> _WRITTEN PROBLEM_
Would you transcribe the whole listing exactly, minus its pictures?
## Begin EXTRACTED DATA
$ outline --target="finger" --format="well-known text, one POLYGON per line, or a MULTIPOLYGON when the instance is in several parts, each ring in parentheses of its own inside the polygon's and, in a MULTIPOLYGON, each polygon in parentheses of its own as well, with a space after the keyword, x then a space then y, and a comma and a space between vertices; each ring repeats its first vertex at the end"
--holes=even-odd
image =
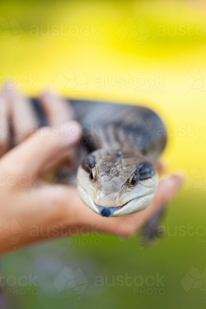
POLYGON ((74 112, 69 102, 49 91, 42 94, 40 103, 49 125, 59 125, 74 119, 74 112))
POLYGON ((11 132, 8 122, 10 109, 7 99, 5 91, 0 95, 0 156, 10 148, 8 139, 11 132))
POLYGON ((80 125, 76 121, 65 123, 61 130, 51 131, 42 127, 2 157, 0 168, 17 177, 38 175, 45 166, 59 159, 80 136, 80 125))
POLYGON ((10 96, 13 118, 13 136, 10 140, 15 144, 23 141, 38 127, 37 117, 31 102, 26 97, 16 94, 10 96))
## End EXTRACTED DATA
> _REPLY_
$ outline --target="finger" --format="well-known text, one POLYGON per line, or a MULTIPOLYGON when the instance is in several parts, each ring in parentheses of its own inside the polygon's and, in a MULTIPOLYGON, each polygon in parentheses of its own as well, with a space after the keyword, x then a space then y, and a comma and a space between vertices; each ring repeats its first vertex at the end"
--holes=even-odd
image =
POLYGON ((74 112, 69 102, 49 91, 42 94, 40 103, 49 125, 59 125, 74 119, 74 112))
POLYGON ((11 132, 8 122, 10 109, 7 99, 5 91, 0 95, 0 156, 10 148, 8 139, 11 132))
POLYGON ((80 125, 76 121, 65 123, 61 130, 51 131, 42 127, 2 157, 0 168, 17 177, 38 175, 45 166, 59 159, 80 136, 80 125))
POLYGON ((10 96, 13 118, 13 136, 10 140, 15 144, 23 141, 38 127, 37 117, 31 102, 26 97, 16 94, 10 96))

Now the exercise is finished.